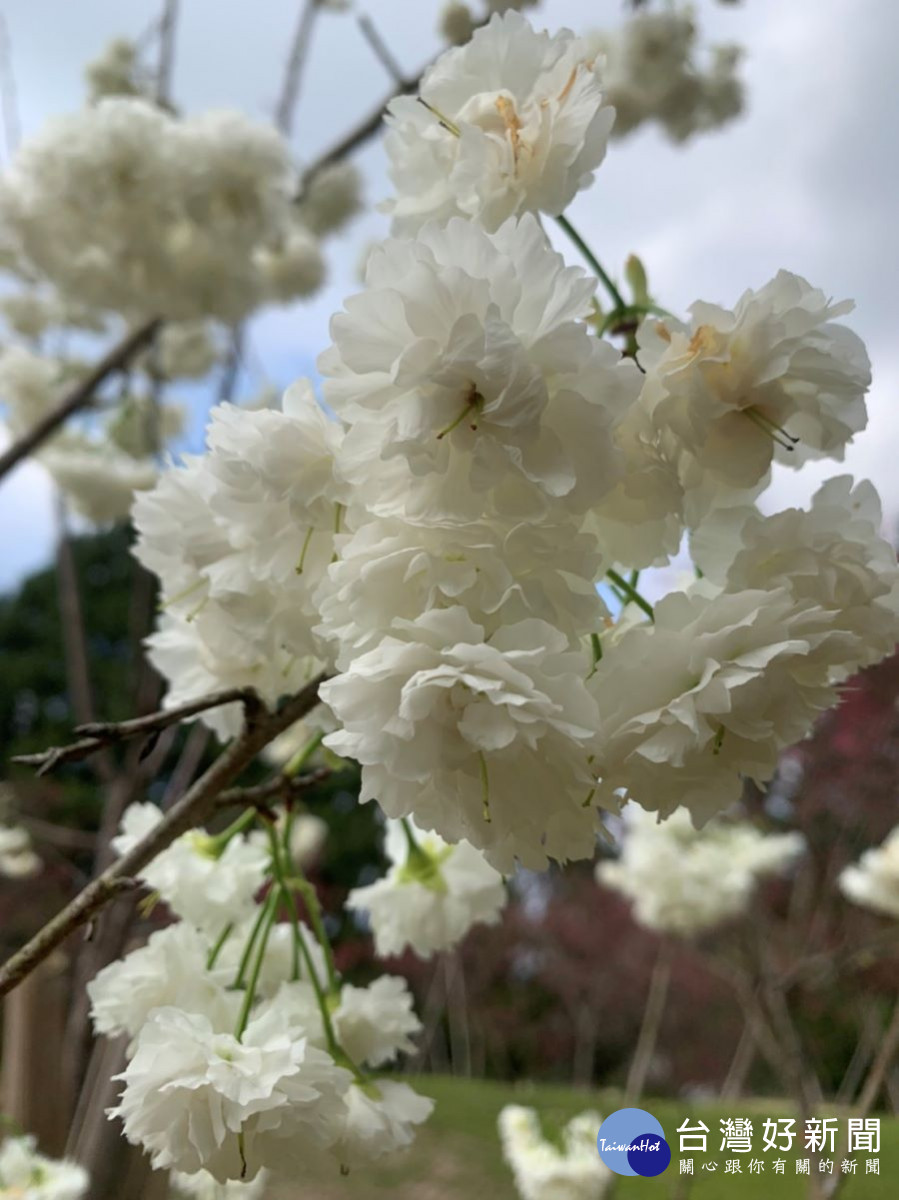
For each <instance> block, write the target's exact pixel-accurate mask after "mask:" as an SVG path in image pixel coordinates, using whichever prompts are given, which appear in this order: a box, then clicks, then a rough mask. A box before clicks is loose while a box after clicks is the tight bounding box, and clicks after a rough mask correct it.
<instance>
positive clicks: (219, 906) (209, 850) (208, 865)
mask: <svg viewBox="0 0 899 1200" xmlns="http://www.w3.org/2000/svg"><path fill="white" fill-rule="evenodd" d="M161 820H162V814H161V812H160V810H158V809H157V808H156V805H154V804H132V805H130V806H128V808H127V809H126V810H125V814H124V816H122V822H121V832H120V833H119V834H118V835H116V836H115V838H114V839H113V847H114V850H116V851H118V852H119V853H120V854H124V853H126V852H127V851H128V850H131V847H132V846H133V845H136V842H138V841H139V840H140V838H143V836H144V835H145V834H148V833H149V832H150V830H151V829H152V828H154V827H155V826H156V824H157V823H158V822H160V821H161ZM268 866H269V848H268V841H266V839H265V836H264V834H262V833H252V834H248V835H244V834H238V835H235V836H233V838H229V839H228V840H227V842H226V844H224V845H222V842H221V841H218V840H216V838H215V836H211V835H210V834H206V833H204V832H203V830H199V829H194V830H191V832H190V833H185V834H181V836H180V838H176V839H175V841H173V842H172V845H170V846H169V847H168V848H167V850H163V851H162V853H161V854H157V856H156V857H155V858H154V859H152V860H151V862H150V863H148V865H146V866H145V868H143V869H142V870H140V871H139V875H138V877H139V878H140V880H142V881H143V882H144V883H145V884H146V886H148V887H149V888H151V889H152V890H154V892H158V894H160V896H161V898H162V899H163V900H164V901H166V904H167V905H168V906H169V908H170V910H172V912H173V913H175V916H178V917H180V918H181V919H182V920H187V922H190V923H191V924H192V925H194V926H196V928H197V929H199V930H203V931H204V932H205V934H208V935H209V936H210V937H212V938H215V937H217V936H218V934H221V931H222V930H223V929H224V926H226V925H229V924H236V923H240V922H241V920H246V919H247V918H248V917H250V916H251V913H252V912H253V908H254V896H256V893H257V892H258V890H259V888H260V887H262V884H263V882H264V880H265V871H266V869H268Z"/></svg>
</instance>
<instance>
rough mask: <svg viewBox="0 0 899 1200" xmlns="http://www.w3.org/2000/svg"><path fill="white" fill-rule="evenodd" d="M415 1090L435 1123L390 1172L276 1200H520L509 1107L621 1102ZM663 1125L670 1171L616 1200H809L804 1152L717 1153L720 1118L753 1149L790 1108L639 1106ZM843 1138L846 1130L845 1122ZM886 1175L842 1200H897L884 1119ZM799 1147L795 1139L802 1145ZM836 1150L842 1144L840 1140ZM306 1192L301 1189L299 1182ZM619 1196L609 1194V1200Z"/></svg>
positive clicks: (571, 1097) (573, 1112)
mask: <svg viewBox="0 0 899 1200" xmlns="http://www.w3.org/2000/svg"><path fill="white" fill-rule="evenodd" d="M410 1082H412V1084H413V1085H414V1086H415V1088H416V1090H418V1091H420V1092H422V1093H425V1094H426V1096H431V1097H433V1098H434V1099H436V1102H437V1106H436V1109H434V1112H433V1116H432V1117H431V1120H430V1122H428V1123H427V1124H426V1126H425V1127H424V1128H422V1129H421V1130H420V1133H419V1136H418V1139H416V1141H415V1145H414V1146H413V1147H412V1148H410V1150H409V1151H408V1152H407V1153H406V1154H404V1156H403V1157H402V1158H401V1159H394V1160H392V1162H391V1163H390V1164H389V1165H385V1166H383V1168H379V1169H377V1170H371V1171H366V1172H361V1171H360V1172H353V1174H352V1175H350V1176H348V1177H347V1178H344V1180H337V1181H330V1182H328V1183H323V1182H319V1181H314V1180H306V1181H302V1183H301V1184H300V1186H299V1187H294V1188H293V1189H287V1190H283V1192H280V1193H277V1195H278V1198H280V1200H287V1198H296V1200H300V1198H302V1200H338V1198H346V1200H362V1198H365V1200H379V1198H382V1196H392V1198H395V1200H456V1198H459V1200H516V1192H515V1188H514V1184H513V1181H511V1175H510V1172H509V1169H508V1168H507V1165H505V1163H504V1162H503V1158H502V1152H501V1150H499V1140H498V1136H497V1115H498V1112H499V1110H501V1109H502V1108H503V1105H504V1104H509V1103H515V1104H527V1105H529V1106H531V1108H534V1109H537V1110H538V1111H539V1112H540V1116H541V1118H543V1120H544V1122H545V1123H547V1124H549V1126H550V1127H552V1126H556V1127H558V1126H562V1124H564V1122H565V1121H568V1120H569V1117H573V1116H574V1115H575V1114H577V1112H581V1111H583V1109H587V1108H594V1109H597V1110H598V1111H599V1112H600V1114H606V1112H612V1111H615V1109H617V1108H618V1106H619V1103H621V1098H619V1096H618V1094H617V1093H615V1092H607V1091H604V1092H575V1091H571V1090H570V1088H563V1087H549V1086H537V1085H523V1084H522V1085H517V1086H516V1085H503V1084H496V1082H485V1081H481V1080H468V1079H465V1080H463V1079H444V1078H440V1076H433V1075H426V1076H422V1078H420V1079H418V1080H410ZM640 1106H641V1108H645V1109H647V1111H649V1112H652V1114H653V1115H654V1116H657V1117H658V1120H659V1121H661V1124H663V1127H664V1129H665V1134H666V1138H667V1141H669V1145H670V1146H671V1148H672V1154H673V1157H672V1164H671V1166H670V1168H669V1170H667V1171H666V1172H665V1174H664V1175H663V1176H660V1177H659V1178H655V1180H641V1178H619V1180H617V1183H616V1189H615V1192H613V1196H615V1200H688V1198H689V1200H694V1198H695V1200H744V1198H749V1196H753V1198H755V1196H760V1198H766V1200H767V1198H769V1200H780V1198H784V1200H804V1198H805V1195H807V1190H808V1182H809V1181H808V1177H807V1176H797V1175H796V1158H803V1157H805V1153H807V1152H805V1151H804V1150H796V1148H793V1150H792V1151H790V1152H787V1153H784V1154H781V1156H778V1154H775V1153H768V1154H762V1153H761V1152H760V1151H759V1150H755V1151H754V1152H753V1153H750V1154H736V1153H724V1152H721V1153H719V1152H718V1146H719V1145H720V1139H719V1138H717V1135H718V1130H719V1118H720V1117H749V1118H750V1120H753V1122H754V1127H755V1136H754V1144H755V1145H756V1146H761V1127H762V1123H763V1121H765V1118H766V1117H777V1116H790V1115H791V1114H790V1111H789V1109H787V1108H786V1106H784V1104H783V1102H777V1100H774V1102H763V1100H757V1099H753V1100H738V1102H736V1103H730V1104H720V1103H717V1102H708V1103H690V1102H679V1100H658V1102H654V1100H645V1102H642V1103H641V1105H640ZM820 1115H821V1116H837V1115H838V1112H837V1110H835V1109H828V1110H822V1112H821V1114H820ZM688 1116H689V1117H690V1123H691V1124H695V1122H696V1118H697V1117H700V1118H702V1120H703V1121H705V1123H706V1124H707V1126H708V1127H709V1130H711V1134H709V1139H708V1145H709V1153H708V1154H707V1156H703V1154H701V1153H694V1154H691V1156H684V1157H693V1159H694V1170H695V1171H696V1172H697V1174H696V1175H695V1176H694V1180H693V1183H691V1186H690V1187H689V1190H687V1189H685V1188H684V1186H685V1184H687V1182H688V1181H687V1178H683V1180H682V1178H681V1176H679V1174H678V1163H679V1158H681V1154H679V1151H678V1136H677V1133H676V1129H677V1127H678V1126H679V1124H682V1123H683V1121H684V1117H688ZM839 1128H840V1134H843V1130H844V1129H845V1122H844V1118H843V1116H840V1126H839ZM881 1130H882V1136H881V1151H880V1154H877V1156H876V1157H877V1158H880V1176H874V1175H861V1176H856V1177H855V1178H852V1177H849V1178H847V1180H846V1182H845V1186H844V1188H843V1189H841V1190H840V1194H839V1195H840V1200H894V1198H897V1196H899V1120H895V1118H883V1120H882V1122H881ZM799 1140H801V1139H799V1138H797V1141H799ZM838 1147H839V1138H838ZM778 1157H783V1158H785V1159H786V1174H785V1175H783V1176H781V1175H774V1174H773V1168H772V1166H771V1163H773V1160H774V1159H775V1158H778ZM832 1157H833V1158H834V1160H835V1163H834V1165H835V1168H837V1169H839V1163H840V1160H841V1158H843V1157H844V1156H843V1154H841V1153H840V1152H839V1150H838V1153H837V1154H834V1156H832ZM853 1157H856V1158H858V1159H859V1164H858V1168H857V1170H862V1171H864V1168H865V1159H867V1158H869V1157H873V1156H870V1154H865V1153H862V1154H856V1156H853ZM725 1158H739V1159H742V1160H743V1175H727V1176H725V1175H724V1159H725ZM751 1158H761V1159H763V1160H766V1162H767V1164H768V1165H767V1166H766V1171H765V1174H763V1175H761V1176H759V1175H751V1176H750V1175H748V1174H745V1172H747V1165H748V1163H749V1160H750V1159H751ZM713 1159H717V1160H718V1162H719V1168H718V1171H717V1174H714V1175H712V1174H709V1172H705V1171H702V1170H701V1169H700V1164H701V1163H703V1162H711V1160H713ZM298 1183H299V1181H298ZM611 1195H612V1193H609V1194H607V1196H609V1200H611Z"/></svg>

### DIRECTIONS FOR THIS TASK
Copy all lines from the material that contain "instance".

### TASK RESPONSE
For each <instance> block, write the target's exact pixel-accurate mask after "mask:" as an SVG path in image pixel coordinates, using whichever prompts are given, which appear in this order: a box, then clicks, then a rough mask. A box before clicks is loose while a box after clicks is the tight bounding box, and clicks after a rough mask correct it.
<instance>
</instance>
<instance>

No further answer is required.